■ **Actions to take**
1) In the article on performance problems that don't show up in reports, what things do most businesses use to track performance?
2) Go on with the article on performance problems that don't show up in reports, starting after its last line.

** Start of Article **

The performance problems that don’t show up in reports

On paper, things look fine.

Work is getting done.
Customers aren’t complaining.
Payroll went out on time.
No one’s asking for an emergency meeting.

And yet, everything feels harder than it should.

The same questions are popping up on Slack.
A steady stream of Teams calls starts landing in your calendar.
“Can we just grab 10 minutes?”
“Quick one, are you free now?”

Your diary is already fuller than you’d planned.
And you haven’t touched your to-do list yet, just everyone else’s.

You pause and think:
Wasn’t this supposed to reset when the calendar did?

Nothing is technically wrong.
But the way work feels hasn’t really changed.

None of this shows up in a report.
But it’s very much still there.

Graphical representation of a laptop, several chat notifications and bells with exclamation marks on.

Why last year followed you into this one

Here’s the uncomfortable truth.

New years don’t reset behaviour.
They don’t clear habits that formed under pressure.
They don’t undo patterns that became “normal” when things were busy.

If last year involved:

  • constant interruptions

  • decisions being escalated “just to be safe”

  • managers absorbing uncertainty so work could keep moving

Those habits usually walk straight into January with you.

Same people.
Same expectations.
Same unspoken rules about who gets interrupted and who carries the load.

So while the year changes, the experience of work often doesn’t.

That’s why January can feel oddly disappointing.
You’re ready for a fresh start, but your diary tells a different story.


The side of performance you don’t see on dashboards

Most businesses track performance through things that are easy to count:

  • output

  • delivery dates

  • targets

  • error rates

And those things matter.

What they don’t show is the effort behind the work.

The interruptions that break concentration.
The Teams calls that start as “quick chats” and quietly take over the day.
The Slack messages that turn into mini-decisions.
The mental load managers carry because it’s quicker to answer than to slow things down and build confidence.

Performance problems don’t always look dramatic.

More often, they look like constant interruption.


When everything is “fine”… but not really

This is where a lot of SME owners get stuck.

Nothing feels urgent enough to fix.
But nothing feels calm either.

So things get parked:

“Let’s just get through this busy patch.”
“It’s quicker if I handle it.”
“We’ll sort this properly later when things ease off.”

Except later rarely comes.

The same questions keep popping up on Slack.
The same Teams calls land in the same diaries.

** End of Article **
** Start of Data **

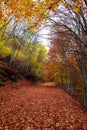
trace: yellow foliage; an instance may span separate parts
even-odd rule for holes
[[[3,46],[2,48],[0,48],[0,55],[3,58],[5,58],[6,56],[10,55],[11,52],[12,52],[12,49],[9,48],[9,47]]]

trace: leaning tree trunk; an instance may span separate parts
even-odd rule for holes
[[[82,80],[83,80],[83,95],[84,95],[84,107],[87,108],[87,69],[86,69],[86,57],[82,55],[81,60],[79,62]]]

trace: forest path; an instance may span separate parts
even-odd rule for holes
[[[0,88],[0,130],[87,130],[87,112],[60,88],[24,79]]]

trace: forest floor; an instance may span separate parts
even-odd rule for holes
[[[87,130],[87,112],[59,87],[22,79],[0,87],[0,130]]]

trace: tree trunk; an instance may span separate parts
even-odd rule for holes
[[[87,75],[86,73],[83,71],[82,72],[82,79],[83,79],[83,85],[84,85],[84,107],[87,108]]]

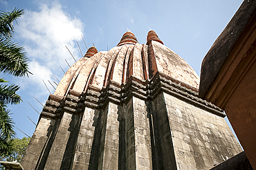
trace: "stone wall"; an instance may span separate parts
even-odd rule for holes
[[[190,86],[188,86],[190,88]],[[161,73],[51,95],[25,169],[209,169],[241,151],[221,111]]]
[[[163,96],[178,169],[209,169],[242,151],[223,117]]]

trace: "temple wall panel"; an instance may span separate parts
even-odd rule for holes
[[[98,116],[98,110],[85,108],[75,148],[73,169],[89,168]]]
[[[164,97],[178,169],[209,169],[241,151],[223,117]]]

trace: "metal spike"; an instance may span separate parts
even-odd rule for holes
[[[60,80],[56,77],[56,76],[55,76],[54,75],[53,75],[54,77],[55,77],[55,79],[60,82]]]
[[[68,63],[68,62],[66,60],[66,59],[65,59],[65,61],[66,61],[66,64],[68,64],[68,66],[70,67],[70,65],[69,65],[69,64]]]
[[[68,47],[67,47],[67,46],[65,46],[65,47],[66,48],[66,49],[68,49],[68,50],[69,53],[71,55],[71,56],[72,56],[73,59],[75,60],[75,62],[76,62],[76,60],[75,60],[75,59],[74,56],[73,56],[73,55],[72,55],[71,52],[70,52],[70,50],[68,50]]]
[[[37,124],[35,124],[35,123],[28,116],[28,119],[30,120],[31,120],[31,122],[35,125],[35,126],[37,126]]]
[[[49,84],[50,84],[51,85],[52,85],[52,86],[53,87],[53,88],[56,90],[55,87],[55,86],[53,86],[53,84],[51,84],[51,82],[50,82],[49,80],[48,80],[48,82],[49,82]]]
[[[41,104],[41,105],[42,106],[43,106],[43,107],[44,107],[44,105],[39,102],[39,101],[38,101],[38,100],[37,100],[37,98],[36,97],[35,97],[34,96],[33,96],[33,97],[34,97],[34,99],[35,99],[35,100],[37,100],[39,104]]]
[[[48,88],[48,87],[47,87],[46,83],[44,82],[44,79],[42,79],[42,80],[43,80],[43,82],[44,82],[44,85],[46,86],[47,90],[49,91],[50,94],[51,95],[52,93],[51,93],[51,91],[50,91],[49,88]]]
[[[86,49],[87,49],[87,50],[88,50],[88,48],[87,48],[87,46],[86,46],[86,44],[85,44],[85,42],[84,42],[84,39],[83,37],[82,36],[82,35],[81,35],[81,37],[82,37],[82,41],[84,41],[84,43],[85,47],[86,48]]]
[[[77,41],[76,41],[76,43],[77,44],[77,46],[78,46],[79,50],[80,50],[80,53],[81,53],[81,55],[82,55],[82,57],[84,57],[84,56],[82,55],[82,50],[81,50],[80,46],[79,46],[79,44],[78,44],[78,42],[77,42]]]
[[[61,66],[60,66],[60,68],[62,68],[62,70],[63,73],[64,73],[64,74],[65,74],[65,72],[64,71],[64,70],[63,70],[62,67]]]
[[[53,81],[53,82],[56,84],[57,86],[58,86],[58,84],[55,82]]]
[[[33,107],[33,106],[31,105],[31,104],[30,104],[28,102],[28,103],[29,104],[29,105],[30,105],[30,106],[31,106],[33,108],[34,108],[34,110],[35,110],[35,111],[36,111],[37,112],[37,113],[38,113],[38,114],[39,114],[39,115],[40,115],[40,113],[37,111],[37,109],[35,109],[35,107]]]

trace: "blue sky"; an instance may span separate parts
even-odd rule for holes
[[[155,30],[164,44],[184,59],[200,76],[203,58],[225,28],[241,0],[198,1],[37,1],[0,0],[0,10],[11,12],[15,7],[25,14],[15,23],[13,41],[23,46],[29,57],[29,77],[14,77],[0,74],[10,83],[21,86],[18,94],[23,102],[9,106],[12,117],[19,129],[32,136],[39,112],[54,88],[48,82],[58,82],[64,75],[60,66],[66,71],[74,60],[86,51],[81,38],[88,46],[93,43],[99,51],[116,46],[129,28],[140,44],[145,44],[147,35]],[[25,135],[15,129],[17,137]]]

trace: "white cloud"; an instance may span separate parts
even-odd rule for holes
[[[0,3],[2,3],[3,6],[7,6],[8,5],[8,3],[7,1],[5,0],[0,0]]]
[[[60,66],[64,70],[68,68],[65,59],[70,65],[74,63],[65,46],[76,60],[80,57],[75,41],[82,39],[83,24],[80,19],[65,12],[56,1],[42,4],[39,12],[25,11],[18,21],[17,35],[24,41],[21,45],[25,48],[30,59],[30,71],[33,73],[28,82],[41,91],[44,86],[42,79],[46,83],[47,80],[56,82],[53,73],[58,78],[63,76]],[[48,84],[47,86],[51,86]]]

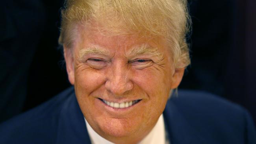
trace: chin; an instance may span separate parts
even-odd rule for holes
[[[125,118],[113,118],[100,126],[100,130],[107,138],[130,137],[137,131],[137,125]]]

** End of Data **

■ **Per-task answers**
1) Output, delivery dates, targets and error rates.

2)
The same people become the default for decisions, sense-checking, and reassurance.

Work gets done, but it takes more energy than it should.

People cope.
Managers quietly absorb the load.
And the business keeps moving, just not comfortably, and not sustainably.


This usually isn’t a motivation issue

When work feels this fragmented, the instinctive explanations are familiar.

People need to be more proactive.
Managers need to push back more.
Everyone just needs to try a bit harder.

But if you’re honest, that probably doesn’t quite ring true.

You’ve likely got some really good managers.
People you hired or promoted because they cared, because they were capable, because they stepped up.

They’re enthusiastic.
They want to do a good job.
They’re trying to support their teams properly.

And yet it’s not quite happening.

They’re still getting pulled into everything.
They’re still fielding constant questions.
They’re still struggling to find space to do their work, let alone think ahead.

You want to help them.
You want to help their teams.
You can see the effort but you can also see that effort alone isn’t shifting things.

And that’s the uncomfortable bit.

Because what’s missing usually isn’t motivation.
It’s capability clarity.

Clarity around:

  • who decides what

  • what “good” looks like without checking

  • how to support without becoming the bottleneck

Without that, even great managers default to the safest option.

They answer.
They step in.
They make the call because it feels responsible.

And that’s how Slack fills up, diaries fill up, and managers slowly become the place everything lands.

Not because they chose it.
But because they didn’t have anything else to lean on.


A few things that do help (without overhauling everything)

Before anyone rushes to fix this with a big initiative, it’s worth saying this:

There are some small things that help reduce the pressure, especially if things feel a bit relentless right now.

A few starting points many teams find useful:

1. Slow down the “quick questions”

If everything is answered immediately, nothing ever sticks.
Encouraging managers to pause, even briefly, before answering can start to shift thinking back to the team.

Not ignoring people.
Just not rescuing them instantly.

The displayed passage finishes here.